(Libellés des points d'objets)

---

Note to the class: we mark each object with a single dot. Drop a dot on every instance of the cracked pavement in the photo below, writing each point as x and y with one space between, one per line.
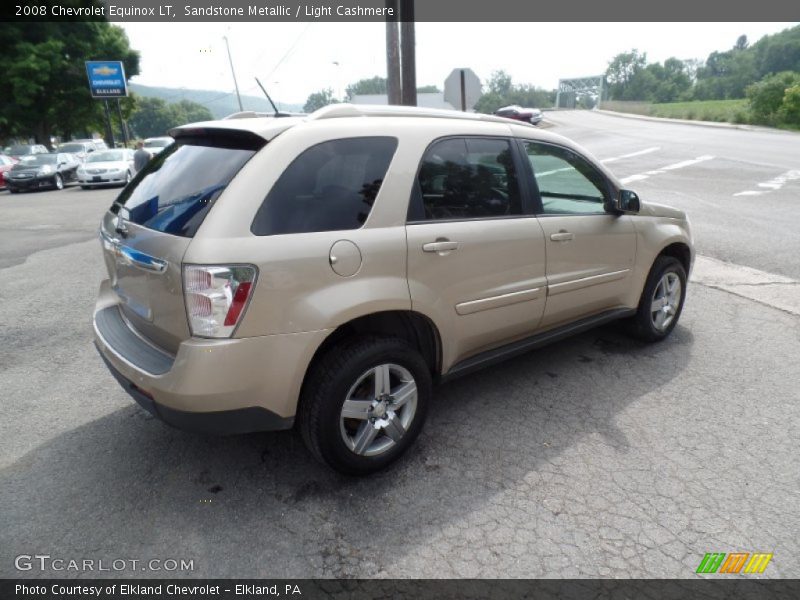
595 457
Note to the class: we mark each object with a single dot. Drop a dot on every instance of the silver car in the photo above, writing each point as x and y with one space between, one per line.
106 167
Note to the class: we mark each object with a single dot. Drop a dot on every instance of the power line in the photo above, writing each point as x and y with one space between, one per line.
289 51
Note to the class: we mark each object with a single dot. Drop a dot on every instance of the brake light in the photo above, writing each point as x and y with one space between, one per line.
216 297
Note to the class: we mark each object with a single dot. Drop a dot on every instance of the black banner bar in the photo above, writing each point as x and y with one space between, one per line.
377 10
396 589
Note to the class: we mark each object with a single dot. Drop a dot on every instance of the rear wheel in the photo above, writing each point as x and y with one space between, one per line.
364 403
662 300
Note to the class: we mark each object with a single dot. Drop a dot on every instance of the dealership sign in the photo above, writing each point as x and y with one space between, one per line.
106 78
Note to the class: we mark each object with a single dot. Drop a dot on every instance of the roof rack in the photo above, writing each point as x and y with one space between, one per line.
335 111
250 114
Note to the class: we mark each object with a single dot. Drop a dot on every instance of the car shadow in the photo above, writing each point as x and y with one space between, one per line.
126 485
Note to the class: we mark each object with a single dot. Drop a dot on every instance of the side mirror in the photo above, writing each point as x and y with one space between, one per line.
627 202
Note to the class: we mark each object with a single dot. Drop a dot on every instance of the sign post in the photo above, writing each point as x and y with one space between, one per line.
107 80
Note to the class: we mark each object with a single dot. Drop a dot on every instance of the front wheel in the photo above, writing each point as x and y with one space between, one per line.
364 403
662 301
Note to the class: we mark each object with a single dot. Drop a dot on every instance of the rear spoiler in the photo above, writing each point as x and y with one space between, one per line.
218 137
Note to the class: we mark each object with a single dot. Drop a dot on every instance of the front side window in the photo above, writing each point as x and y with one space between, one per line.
469 178
329 187
567 183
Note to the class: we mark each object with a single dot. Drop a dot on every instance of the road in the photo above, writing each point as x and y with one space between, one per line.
730 222
597 457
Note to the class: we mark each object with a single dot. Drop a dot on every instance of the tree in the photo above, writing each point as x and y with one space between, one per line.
373 85
621 71
45 90
773 98
741 43
319 99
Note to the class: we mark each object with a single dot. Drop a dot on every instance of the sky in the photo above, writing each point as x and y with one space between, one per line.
293 60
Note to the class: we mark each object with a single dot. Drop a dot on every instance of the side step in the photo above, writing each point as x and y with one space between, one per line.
492 357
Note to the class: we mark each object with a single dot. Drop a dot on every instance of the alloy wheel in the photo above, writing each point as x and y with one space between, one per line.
666 301
378 410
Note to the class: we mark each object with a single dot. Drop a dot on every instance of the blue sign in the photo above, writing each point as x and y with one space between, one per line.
106 78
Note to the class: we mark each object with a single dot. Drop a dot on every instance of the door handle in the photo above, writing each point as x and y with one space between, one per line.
440 246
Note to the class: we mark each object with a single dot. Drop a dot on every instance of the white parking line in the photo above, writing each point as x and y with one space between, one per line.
631 155
773 184
672 167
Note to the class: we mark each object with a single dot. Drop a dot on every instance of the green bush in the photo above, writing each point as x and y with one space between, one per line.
789 112
767 96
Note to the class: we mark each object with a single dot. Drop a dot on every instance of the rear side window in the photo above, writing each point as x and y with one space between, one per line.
177 188
329 187
469 178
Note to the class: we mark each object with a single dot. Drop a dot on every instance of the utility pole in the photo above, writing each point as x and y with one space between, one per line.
393 56
235 84
408 61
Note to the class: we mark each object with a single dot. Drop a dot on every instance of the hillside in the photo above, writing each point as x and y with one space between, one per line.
219 103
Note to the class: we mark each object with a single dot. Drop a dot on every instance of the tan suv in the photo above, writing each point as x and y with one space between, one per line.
328 270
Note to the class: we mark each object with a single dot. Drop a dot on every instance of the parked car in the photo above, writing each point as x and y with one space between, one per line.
156 145
6 162
21 150
526 115
106 167
79 149
326 271
42 171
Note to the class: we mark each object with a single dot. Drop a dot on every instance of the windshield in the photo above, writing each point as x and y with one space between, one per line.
177 188
106 156
71 148
163 143
41 159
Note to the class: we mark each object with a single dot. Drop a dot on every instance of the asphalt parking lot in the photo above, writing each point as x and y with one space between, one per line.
595 457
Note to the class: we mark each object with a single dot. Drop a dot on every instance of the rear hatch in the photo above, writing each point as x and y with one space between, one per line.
148 229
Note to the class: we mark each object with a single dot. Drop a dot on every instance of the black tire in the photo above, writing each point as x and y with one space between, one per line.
642 325
327 387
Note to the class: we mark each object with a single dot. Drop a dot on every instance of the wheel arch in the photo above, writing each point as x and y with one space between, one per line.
680 251
414 327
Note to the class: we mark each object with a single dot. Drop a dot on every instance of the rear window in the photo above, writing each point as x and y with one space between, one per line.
329 187
177 188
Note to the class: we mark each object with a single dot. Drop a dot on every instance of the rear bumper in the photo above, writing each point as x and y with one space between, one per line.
223 422
103 181
216 386
33 183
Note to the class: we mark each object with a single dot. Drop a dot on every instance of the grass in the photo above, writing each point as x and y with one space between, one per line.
725 111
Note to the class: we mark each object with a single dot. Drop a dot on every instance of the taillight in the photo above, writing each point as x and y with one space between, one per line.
216 297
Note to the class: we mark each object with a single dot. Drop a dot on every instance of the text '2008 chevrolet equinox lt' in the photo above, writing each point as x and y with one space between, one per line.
326 271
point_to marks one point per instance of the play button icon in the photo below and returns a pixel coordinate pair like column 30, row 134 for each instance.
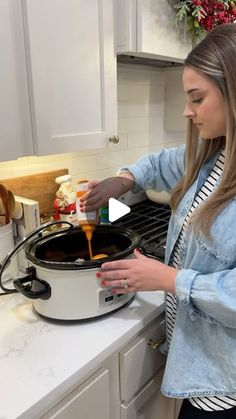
column 117, row 209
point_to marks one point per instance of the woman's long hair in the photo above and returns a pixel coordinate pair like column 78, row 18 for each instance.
column 215, row 58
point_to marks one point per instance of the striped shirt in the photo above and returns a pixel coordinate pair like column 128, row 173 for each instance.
column 204, row 403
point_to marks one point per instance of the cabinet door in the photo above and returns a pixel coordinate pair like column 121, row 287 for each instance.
column 139, row 362
column 89, row 400
column 72, row 73
column 146, row 28
column 15, row 127
column 149, row 403
column 174, row 101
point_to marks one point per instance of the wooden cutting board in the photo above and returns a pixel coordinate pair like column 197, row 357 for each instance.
column 41, row 187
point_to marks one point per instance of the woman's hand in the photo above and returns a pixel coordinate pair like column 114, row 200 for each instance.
column 139, row 274
column 100, row 191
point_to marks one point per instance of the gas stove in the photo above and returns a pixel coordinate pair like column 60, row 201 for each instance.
column 150, row 220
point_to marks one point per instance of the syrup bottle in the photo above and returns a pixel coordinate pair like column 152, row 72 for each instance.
column 87, row 220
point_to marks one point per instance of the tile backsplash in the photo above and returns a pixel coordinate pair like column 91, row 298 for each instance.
column 141, row 105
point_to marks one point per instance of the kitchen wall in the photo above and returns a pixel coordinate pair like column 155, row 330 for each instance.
column 141, row 101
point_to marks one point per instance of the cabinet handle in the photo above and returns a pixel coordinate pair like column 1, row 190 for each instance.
column 155, row 345
column 115, row 139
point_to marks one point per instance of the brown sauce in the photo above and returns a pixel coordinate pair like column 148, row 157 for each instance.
column 88, row 229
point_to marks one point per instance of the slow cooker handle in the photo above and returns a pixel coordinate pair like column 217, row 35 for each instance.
column 44, row 292
column 20, row 244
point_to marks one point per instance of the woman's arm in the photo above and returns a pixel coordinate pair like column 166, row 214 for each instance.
column 210, row 296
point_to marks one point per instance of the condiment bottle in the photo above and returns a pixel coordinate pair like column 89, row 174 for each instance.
column 87, row 220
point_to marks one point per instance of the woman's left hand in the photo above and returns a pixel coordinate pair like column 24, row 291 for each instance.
column 139, row 274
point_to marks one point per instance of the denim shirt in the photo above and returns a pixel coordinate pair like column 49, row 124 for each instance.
column 201, row 359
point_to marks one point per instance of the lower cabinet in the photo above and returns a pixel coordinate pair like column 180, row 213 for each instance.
column 149, row 403
column 89, row 400
column 125, row 386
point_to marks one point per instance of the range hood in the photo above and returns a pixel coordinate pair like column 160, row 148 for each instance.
column 131, row 59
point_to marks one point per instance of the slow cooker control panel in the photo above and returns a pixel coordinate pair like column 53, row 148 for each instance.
column 106, row 298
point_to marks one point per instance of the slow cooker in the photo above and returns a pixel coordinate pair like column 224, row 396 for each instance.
column 61, row 279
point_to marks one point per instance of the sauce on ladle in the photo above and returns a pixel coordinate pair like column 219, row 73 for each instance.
column 88, row 229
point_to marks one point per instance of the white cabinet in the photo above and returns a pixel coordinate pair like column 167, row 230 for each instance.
column 89, row 400
column 57, row 76
column 15, row 125
column 149, row 403
column 141, row 371
column 71, row 68
column 174, row 101
column 125, row 386
column 146, row 28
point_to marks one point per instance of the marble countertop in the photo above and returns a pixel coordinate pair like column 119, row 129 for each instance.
column 40, row 361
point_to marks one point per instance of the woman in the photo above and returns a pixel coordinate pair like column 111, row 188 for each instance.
column 199, row 274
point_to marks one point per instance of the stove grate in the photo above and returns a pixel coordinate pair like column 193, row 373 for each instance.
column 150, row 220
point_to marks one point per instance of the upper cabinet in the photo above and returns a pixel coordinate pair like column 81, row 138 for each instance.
column 57, row 76
column 71, row 67
column 15, row 124
column 146, row 28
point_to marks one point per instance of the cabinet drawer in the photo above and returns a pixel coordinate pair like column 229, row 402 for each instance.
column 90, row 400
column 149, row 403
column 139, row 361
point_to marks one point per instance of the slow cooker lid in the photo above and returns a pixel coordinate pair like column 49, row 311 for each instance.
column 68, row 249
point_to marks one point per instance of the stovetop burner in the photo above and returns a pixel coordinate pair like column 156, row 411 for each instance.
column 150, row 220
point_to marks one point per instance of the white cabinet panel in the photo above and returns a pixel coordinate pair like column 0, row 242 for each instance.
column 90, row 400
column 72, row 73
column 139, row 362
column 15, row 126
column 174, row 101
column 146, row 28
column 149, row 403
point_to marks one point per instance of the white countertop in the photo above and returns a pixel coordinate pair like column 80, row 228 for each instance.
column 40, row 361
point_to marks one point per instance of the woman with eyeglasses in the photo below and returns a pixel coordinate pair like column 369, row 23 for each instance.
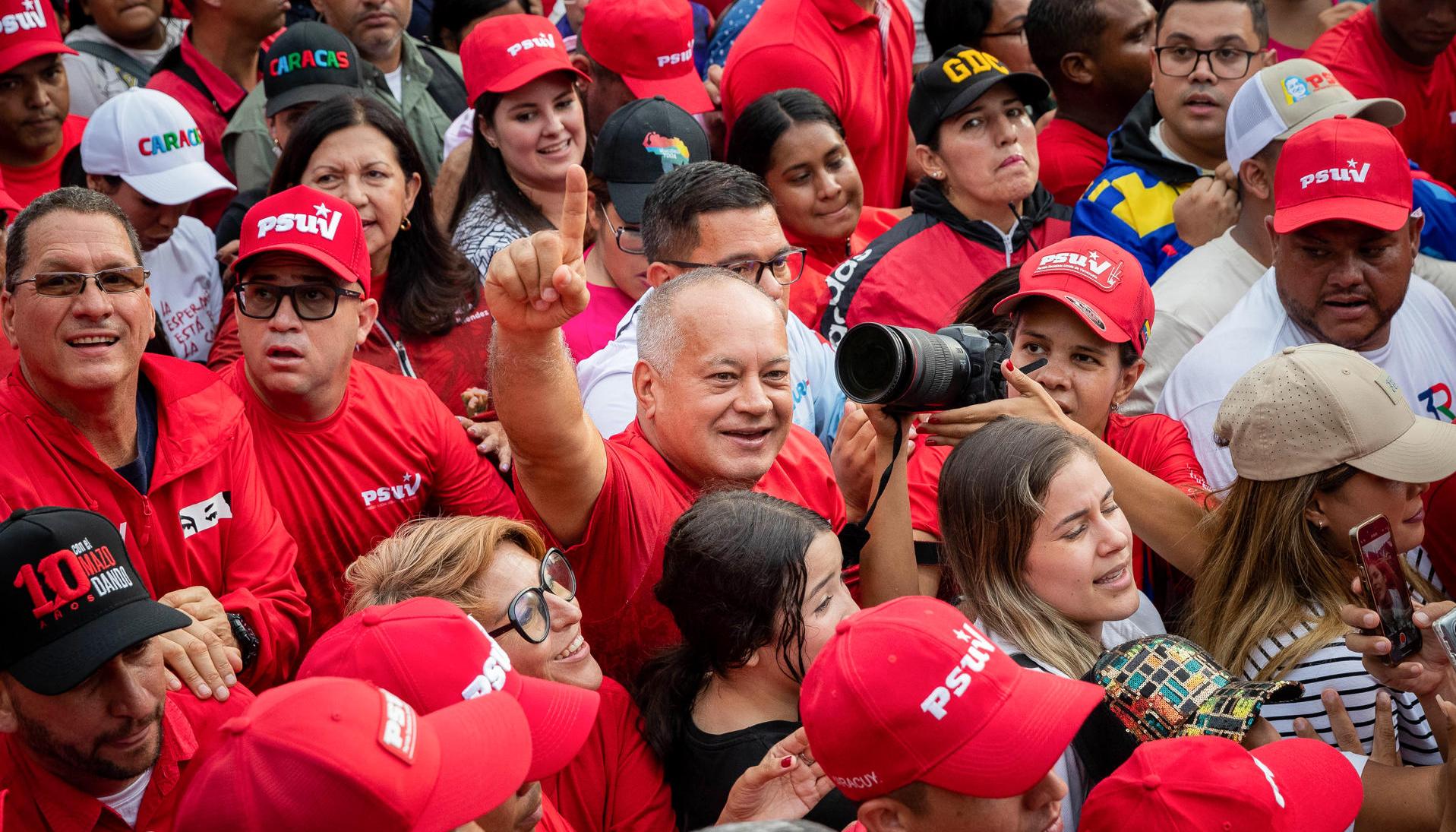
column 530, row 127
column 523, row 595
column 795, row 143
column 754, row 584
column 431, row 322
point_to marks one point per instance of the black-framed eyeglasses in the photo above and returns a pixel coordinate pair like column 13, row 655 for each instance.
column 1019, row 33
column 1225, row 62
column 71, row 283
column 785, row 267
column 311, row 301
column 633, row 236
column 527, row 612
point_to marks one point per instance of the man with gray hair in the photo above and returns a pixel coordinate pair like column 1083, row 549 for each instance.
column 714, row 406
column 156, row 444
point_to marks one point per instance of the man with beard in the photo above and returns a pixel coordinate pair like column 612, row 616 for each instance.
column 1344, row 241
column 36, row 131
column 1165, row 188
column 89, row 735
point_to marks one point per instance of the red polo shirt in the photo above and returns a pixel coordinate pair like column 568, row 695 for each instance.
column 1070, row 158
column 1365, row 63
column 41, row 800
column 210, row 109
column 835, row 49
column 621, row 557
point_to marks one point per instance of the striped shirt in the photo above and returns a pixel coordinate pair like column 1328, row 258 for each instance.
column 1334, row 666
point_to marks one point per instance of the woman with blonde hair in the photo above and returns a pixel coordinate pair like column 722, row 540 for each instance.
column 1322, row 441
column 1043, row 554
column 523, row 595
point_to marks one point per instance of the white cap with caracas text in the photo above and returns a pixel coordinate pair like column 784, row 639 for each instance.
column 152, row 141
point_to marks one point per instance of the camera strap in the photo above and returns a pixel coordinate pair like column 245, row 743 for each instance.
column 854, row 536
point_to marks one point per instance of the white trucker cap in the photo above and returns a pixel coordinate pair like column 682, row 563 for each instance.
column 150, row 141
column 1281, row 101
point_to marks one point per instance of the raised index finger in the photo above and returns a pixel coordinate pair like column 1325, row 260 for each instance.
column 574, row 214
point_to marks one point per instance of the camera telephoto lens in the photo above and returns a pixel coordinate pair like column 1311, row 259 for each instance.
column 916, row 371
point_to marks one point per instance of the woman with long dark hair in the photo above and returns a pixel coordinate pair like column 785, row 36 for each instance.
column 795, row 143
column 433, row 322
column 529, row 128
column 754, row 586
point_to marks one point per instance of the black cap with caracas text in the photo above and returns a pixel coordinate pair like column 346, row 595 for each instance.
column 71, row 599
column 640, row 143
column 309, row 63
column 954, row 81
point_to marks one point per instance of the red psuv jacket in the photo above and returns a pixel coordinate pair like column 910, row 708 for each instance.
column 207, row 519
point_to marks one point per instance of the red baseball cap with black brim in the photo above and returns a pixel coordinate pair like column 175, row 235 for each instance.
column 433, row 655
column 308, row 223
column 1097, row 280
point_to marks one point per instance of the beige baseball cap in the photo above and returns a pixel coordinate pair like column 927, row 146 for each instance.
column 1281, row 100
column 1311, row 408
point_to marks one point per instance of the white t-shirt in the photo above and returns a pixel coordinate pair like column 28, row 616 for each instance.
column 185, row 289
column 1190, row 299
column 1335, row 666
column 1420, row 356
column 92, row 81
column 606, row 379
column 396, row 82
column 127, row 802
column 1143, row 622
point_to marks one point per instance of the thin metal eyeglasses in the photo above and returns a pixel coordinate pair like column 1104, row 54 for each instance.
column 527, row 612
column 311, row 301
column 632, row 232
column 71, row 283
column 1227, row 63
column 785, row 267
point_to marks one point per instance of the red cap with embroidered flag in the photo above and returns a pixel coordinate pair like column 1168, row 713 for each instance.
column 1341, row 168
column 341, row 754
column 911, row 692
column 510, row 52
column 309, row 223
column 1095, row 279
column 433, row 655
column 28, row 30
column 649, row 44
column 1213, row 783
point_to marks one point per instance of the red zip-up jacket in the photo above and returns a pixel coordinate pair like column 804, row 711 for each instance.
column 207, row 519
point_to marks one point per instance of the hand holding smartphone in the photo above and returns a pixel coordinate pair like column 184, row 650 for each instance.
column 1385, row 586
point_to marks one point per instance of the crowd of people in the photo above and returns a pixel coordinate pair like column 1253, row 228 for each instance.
column 463, row 432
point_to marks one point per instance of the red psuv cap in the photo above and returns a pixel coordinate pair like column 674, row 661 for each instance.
column 909, row 691
column 510, row 52
column 1341, row 169
column 341, row 754
column 433, row 655
column 1095, row 279
column 309, row 223
column 1211, row 783
column 649, row 44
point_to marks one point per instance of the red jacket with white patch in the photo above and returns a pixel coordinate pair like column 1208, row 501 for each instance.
column 207, row 519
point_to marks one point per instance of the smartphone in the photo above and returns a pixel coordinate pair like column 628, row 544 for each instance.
column 1385, row 586
column 1445, row 628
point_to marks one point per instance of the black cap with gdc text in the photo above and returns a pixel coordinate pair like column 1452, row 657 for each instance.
column 71, row 599
column 640, row 143
column 952, row 84
column 309, row 63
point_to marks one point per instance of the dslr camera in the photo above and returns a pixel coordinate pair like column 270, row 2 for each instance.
column 916, row 371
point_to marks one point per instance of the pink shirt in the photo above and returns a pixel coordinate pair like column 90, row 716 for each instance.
column 597, row 322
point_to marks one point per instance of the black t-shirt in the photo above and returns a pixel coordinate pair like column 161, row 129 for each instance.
column 705, row 768
column 139, row 471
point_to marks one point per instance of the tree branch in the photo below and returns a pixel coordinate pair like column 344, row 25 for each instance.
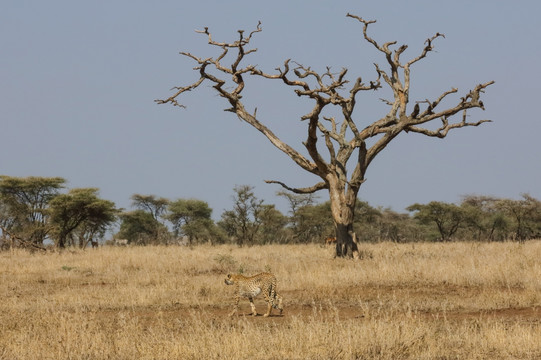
column 308, row 190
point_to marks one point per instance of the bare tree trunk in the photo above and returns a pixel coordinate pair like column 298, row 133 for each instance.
column 343, row 211
column 341, row 135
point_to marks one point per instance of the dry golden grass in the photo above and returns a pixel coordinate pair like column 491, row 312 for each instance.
column 402, row 301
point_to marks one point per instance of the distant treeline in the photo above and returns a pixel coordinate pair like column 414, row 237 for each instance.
column 35, row 211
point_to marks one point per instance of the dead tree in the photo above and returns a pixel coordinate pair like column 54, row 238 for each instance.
column 342, row 137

---

» **Objectif visé**
Recopiez mot pour mot les lignes en commençant par celle qui contient "point_to marks one point per instance of the stove grate" et en terminant par celle qui contient "column 68, row 249", ces deux lignes incluses.

» **Exercice complété**
point_to marks one point per instance of the stove grate in the photo above and returns a pixel coordinate pair like column 193, row 373 for each instance.
column 150, row 220
point_to marks one point per instance of the upper cabinet in the photo above and returns a pixel coordinate pair like column 81, row 138 for each instance.
column 57, row 76
column 71, row 67
column 15, row 124
column 146, row 28
point_to marks one point per instance of the cabinet drawer in the photo above and returns a pixel coordinate pair like column 229, row 402 for each instance.
column 90, row 400
column 149, row 403
column 139, row 361
point_to marks one point per instance of the slow cooker lid in the photo above and returns a pixel coordinate pair like column 49, row 311 for each instance.
column 68, row 249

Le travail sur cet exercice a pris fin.